§ Problem details:
Copy the records below line for line, with no changes.

(Records from a data source)
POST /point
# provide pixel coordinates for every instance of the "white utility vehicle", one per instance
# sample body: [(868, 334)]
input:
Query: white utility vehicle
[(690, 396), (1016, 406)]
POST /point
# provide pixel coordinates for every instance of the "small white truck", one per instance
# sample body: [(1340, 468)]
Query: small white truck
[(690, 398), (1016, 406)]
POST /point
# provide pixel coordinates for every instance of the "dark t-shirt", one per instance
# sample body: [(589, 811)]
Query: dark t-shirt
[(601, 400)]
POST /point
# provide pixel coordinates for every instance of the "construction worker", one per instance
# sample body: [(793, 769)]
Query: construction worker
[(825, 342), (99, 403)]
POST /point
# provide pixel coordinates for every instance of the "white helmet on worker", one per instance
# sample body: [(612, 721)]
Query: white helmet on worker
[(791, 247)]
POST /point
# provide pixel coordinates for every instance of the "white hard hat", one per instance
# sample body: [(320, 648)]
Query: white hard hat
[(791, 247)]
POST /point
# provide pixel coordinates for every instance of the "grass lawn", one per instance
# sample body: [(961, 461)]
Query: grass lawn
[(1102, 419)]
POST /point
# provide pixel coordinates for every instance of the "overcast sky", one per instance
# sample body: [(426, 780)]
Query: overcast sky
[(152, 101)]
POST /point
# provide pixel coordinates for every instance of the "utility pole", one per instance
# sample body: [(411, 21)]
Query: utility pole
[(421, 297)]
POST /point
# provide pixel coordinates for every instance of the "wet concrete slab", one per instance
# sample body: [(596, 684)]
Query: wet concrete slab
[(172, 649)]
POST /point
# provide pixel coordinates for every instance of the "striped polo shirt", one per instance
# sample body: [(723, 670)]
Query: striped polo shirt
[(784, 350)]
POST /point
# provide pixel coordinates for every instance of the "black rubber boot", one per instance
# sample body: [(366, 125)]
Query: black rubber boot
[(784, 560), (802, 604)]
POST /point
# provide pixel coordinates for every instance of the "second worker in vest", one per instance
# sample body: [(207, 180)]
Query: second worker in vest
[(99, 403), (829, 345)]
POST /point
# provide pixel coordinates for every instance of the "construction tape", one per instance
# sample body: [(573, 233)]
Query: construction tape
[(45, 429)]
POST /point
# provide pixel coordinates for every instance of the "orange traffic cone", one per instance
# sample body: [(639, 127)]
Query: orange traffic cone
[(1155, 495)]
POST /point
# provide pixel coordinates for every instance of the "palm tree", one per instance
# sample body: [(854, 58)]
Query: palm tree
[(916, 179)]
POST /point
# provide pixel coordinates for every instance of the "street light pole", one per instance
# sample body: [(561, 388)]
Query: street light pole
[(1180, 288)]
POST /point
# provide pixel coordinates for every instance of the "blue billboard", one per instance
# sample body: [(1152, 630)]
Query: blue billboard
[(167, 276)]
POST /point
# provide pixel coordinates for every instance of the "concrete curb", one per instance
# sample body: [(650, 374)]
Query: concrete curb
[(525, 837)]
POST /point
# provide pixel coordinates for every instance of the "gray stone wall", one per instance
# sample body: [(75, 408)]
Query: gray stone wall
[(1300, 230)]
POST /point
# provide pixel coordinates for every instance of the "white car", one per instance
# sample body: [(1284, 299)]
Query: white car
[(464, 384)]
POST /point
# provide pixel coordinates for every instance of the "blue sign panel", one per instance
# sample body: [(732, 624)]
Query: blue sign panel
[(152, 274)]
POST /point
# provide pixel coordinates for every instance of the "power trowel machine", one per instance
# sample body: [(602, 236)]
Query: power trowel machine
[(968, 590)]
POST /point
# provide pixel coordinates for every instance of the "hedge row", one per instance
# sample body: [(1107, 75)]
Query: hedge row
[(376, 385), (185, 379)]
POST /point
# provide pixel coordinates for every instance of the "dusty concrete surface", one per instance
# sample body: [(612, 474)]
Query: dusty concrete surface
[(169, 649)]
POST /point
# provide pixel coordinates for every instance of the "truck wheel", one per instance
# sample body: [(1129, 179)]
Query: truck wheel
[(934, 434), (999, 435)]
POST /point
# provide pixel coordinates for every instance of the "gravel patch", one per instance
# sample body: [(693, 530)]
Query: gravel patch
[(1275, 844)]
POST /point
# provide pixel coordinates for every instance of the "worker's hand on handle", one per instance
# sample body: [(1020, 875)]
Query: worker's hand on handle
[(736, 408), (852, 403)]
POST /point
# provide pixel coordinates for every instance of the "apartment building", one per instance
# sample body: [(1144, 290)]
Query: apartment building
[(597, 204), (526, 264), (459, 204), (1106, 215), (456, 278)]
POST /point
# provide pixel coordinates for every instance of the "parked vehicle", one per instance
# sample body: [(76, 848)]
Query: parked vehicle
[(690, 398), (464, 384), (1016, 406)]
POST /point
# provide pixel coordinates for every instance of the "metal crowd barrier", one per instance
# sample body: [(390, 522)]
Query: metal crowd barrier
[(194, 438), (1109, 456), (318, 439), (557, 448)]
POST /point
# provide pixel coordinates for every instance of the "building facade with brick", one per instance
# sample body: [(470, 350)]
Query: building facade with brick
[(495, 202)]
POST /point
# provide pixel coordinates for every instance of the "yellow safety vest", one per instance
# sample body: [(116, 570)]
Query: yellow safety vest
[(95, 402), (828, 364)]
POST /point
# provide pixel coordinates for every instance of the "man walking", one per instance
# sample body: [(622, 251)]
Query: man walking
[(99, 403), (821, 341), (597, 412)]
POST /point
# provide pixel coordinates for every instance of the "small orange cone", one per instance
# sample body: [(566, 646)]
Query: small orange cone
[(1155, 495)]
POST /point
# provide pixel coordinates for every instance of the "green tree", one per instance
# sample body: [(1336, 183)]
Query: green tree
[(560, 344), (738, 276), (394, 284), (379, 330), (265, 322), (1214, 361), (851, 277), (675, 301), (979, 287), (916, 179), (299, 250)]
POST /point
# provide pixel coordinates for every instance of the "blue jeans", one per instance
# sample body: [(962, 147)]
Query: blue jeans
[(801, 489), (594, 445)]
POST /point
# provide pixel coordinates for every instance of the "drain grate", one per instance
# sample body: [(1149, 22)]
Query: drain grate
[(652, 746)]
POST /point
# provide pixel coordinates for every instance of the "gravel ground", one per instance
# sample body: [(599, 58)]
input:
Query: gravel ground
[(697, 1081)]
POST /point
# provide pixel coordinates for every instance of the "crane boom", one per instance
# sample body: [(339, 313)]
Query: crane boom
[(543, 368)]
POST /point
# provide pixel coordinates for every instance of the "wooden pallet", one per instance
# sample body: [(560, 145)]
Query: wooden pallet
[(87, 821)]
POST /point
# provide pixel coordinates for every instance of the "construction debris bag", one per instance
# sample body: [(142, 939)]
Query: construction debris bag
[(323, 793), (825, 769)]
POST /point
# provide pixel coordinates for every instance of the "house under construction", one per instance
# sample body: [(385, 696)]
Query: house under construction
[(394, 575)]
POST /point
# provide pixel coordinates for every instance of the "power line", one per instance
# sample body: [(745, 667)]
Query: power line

§ Written response:
POST /point
# provide pixel coordinates for every instance of the "white utility vehicle", one per instance
# sample body: [(868, 334)]
input:
Query: white utility vehicle
[(690, 396), (1016, 406)]
POST /point
# provide pixel coordinates for every instance of the "small white truck", one per instance
# sample body: [(1340, 468)]
Query: small white truck
[(690, 398), (1016, 406)]
POST /point
# provide pixel coordinates for every instance of the "dark t-shirt", one per instance
# sample body: [(589, 811)]
Query: dark t-shirt
[(601, 400)]
POST /point
# provide pixel coordinates for every instance of the "construction worker", one per instance
# sample body: [(793, 769)]
Query: construction worker
[(825, 342), (99, 403)]
POST /point
# provide pixel coordinates for every instance of the "white helmet on worker", one per instance
# sample body: [(612, 721)]
Query: white helmet on worker
[(791, 247)]
POST /point
# provide pixel coordinates for every instance of the "white hard hat", one per instance
# sample body: [(320, 648)]
Query: white hard hat
[(791, 247)]
POST /point
# provide pixel coordinates for every instance of the "grass lawn", one per instance
# sample body: [(961, 461)]
Query: grass lawn
[(1102, 419)]
POST /point
# provide pixel coordinates for every instance of the "overcast sky", one per instance
# sample body: [(426, 780)]
Query: overcast sky
[(152, 101)]
POST /point
# provide pixel coordinates for every instance of the "utility pole", one per instance
# sample body: [(411, 21)]
Query: utility pole
[(421, 297)]
POST /point
# provide pixel coordinates for every instance of the "wet concrete slab", one per instance
# sample body: [(596, 684)]
Query: wet concrete slab
[(172, 649)]
POST /point
# provide pixel coordinates for every instance of the "striped polo shirt", one per instance
# sample body: [(723, 670)]
Query: striped polo shirt
[(784, 350)]
POST /point
# provide pixel coordinates for every instance of the "black rubber boot", one per instance
# sample body: [(366, 125)]
Query: black rubber boot
[(784, 560), (802, 604)]
POST /point
# provide pixel coordinates for every instance of the "second worker in vest", one per instance
# sample body: [(207, 180)]
Query: second worker in vest
[(99, 403), (829, 345)]
POST /point
# provide pixel coordinates for every instance of the "construction tape", one per instance
# sample body: [(573, 233)]
Query: construction tape
[(45, 429)]
POST /point
# provide pixel coordinates for every instance of the "orange traffic cone", one per instance
# sample body: [(639, 127)]
Query: orange traffic cone
[(1155, 495)]
POST /point
# provide pixel coordinates for every instance of the "palm tree", one per instance
# sample body: [(854, 58)]
Query: palm tree
[(916, 179)]
POST /point
# provide pixel coordinates for every instance of the "street light pole", one per instance
# sample body: [(561, 388)]
Query: street light pole
[(1180, 288)]
POST /point
# provide pixel coordinates for every instance of the "blue billboard", one per instance
# sample body: [(1152, 630)]
Query: blue billboard
[(167, 276)]
POST /point
# provide pixel coordinates for every instance of the "concrete curb", one per instance
# sample body: [(650, 374)]
Query: concrete curb
[(525, 837)]
POST /point
# provide pixel coordinates for every instance of the "gray stone wall", one per instance
# sample body: [(75, 408)]
Query: gray stone wall
[(1300, 230)]
POST /point
# provide pixel coordinates for every instance of the "white car", one per instance
# sample body: [(1284, 299)]
Query: white car
[(464, 384)]
POST /point
# provide pixel coordinates for every instance of the "blue sign panel", one per instance
# sample body: [(732, 624)]
Query: blue sign panel
[(152, 274)]
POST /point
# provide pixel coordinates for every instance of the "power trowel machine", one per instance
# sample body: [(602, 236)]
Query: power trowel machine
[(968, 590)]
POST /point
# provide pixel coordinates for every instance of the "hedge row", one per instance
# sample body: [(1107, 75)]
Query: hedge row
[(376, 385), (185, 379)]
POST /point
# provide pixel coordinates for every instance of the "dusty concrete surface", one per instance
# sample body: [(612, 474)]
Query: dusty concrete surface
[(169, 649)]
POST /point
# provide pixel coordinates for every instance of the "truck wheel", one per instance
# sample body: [(1129, 179)]
Query: truck wheel
[(934, 434), (999, 435)]
POST /point
# provide pixel coordinates for every instance of the "gravel patch", one per instance
# sample body: [(693, 530)]
Query: gravel patch
[(1275, 844)]
POST /point
# provide pixel coordinates for every instance of the "worker's hand on handle", one per instance
# sample body: [(1020, 875)]
Query: worker's hand on handle
[(736, 408), (852, 403)]
POST /point
# provide pixel coordinates for every instance of the "apartment building", one per instance
# sample body: [(1144, 290)]
Query: apartment building
[(597, 204), (526, 264), (459, 204), (1106, 215), (456, 278)]
POST /point
# provide pixel coordinates for every instance of the "parked vehicle", one per instance
# sample body: [(76, 848)]
Query: parked vehicle
[(690, 398), (464, 384), (1016, 406)]
POST /point
# provide pixel coordinates for every instance of the "metal crowd barrier", one per instance
# sample body: [(390, 522)]
Query: metal crowd barrier
[(194, 438), (1109, 456), (318, 439), (557, 448)]
POST /point
# provide pixel coordinates for every instance of the "building facade with brick", one per instance
# sample body: [(470, 350)]
Query: building facade with brick
[(495, 202)]
POST /point
# provide pixel coordinates for every instance of the "yellow safety vest", one per instance
# sample body: [(116, 570)]
Query: yellow safety vest
[(95, 402), (828, 364)]
POST /point
# provide pixel coordinates for every instance of the "man walking", one per instance
# sample body: [(622, 251)]
Query: man walking
[(99, 403), (821, 341), (597, 412)]
POST /point
# provide pixel coordinates for every instance of the "small orange cone", one per instance
# sample body: [(566, 646)]
Query: small orange cone
[(1155, 495)]
POST /point
# provide pixel coordinates for every instance of the "green tree", one per instance
# sample body: [(1336, 183)]
Query: green tree
[(560, 344), (738, 276), (394, 284), (379, 330), (265, 322), (1214, 361), (851, 277), (675, 301), (979, 287), (916, 179), (299, 250)]
POST /point
# provide pixel coordinates for every instance of the "blue jeans", one per instance
# sample body: [(962, 147)]
Query: blue jeans
[(801, 489), (594, 445)]
POST /point
# provide pixel coordinates for every instance of the "drain grate", one per instance
# sample body: [(1149, 22)]
Query: drain grate
[(652, 746)]
POST /point
# provide pixel coordinates for every instance of the "gravel ground", one per instance
# sample body: [(599, 58)]
input:
Query: gravel ground
[(697, 1081)]
POST /point
# provide pixel coordinates for every instance of the "crane boom", one per instance
# sample body: [(339, 313)]
Query: crane boom
[(543, 368)]
POST /point
# provide pixel coordinates for every instance of the "wooden pallet", one per instance
# sample body: [(560, 145)]
Query: wooden pallet
[(87, 821)]
POST /point
# provide pixel coordinates for every instance of the "construction debris bag", one per instance
# sample body: [(142, 939)]
Query: construction debris bag
[(323, 793), (825, 769)]
POST /point
# provide pixel coordinates for every instance of the "house under construction", one per instance
# sample body: [(385, 696)]
Query: house under construction
[(394, 575)]
POST /point
# provide pixel coordinates for every instance of the "power line", one per instance
# sample body: [(745, 667)]
Query: power line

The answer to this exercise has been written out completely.